A few comments on recent work on Gadget.

Dafydd Harries dafydd.harries at collabora.co.uk
Fri Jun 20 15:12:10 EDT 2008


Ar 17/06/2008 am 19:53, ysgrifennodd Michael Stone:
> Dear Daf & Guillaume,
> 
> I read through Guillaume's 'activity' branch a few days ago and recorded
> several comments which I'd like to forward to you. I hope they help.
> 
>   * Thanks for the nice documentation linked to from
>       
>       http://wiki.laptop.org/go/Gadget
> 
>     I really appreciate the effort spent here.
> 
>   * It seems that we're using more naive algorithms than when I
>     last looked. activity_by_participants() is even marked FIXME. Have
>     you been able to execute any scaling tests on the server to see
>     whether these algorithms are problematic?

Not yet.

> 
>   * We're still maintaining an entirely in-memory database. 
>       - How much memory does each additional connection, view, activity,
>         etc. cost us? 
>       - How will the component respond to low-memory conditions? 
>       - Can we easily test this by rlimit()-ing the component separate
>         from the rest of the system?

When I started writing the database I wrote two prototypes, one using SQLite
and one in Python. I then wrote a simulator for database access and timed both
prototypes; the Python one was faster. Porting this simulator to the database
we currently have is on my todo list.

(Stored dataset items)
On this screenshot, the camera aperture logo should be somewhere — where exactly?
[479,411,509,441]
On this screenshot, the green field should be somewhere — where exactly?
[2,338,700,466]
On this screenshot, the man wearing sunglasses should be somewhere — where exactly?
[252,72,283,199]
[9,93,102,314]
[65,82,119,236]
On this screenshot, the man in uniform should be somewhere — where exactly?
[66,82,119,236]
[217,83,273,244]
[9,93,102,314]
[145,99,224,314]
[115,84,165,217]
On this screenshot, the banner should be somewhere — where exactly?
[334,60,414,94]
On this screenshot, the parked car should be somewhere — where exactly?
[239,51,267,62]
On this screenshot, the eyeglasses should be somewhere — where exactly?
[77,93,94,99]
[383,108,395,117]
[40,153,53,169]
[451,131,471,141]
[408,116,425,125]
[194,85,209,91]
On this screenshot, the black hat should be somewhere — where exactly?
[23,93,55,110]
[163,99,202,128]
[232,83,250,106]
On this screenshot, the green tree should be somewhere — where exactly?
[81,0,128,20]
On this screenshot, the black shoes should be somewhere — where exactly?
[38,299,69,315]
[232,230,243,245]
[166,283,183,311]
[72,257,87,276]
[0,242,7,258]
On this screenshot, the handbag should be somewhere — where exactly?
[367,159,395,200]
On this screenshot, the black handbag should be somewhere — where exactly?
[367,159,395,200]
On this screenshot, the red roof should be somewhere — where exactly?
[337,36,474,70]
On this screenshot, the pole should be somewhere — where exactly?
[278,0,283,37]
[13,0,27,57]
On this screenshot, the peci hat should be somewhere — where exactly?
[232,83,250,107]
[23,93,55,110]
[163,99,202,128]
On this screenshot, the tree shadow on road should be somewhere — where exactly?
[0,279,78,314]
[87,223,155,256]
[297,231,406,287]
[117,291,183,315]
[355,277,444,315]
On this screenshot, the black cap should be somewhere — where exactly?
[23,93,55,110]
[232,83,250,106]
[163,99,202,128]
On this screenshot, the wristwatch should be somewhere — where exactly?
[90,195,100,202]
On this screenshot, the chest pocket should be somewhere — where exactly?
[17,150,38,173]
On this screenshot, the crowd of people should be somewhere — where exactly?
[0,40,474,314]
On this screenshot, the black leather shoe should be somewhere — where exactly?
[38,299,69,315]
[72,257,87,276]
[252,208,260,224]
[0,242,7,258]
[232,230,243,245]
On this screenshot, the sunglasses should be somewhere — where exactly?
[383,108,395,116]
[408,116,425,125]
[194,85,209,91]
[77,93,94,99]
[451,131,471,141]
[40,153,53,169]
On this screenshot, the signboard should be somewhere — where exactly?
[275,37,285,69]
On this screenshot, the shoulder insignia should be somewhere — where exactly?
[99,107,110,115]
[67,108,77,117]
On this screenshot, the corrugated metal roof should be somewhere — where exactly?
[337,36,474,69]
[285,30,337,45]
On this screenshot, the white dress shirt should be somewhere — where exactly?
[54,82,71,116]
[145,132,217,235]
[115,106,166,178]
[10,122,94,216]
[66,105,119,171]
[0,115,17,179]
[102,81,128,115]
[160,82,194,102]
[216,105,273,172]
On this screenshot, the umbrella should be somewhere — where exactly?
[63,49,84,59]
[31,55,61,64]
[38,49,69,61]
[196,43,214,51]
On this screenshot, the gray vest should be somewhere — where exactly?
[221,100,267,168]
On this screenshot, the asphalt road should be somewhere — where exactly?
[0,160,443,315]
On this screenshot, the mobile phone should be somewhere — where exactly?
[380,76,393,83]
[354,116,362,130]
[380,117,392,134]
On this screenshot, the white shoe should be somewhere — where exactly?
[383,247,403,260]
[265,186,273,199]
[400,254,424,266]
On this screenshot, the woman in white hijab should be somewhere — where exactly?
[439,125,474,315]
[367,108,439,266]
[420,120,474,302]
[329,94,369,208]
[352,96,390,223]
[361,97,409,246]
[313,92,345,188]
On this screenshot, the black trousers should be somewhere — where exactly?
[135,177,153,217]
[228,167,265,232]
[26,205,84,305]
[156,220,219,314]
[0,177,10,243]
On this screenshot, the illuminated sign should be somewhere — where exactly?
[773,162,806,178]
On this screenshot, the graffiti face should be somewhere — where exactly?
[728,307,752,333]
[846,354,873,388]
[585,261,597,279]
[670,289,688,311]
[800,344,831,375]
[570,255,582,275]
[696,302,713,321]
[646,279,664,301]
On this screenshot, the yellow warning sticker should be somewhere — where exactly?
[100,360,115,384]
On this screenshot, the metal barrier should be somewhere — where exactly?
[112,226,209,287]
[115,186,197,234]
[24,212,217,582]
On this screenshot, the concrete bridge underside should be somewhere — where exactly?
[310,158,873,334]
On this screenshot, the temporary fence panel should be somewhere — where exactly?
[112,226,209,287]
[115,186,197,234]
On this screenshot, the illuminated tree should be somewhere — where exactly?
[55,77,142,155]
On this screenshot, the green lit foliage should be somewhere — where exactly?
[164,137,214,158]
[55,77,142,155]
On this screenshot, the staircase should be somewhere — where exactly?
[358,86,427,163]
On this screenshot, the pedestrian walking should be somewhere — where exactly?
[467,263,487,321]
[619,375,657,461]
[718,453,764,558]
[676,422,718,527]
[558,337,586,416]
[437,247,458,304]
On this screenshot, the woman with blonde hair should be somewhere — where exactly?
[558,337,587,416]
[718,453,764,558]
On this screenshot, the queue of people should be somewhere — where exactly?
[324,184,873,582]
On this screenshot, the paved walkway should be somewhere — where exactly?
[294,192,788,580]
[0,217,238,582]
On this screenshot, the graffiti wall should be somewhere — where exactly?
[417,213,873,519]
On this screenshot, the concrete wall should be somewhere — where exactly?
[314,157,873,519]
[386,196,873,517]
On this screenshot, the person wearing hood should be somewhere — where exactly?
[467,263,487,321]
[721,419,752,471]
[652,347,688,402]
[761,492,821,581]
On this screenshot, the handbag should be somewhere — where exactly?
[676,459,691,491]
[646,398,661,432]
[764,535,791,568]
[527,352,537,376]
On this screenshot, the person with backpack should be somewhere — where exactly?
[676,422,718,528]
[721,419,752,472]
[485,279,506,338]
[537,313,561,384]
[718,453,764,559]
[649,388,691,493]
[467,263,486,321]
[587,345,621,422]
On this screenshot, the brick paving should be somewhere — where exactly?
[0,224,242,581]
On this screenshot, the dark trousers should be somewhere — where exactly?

__PROBLEM TO WORK ON__.
Please summarize the email in two sentences.

__SOLUTION TO THIS PROBLEM__.
Michael Stone's comments on Guillaume's 'activity' branch praise the Gadget documentation and ask whether any scaling tests have checked the more naive algorithms, along with how the entirely in-memory database handles memory costs and low-memory conditions. Dafydd Harries replies that no scaling tests have been run yet, and explains that a Python database prototype timed faster than an SQLite one in a simulator, with porting that simulator to the current database still on the todo list.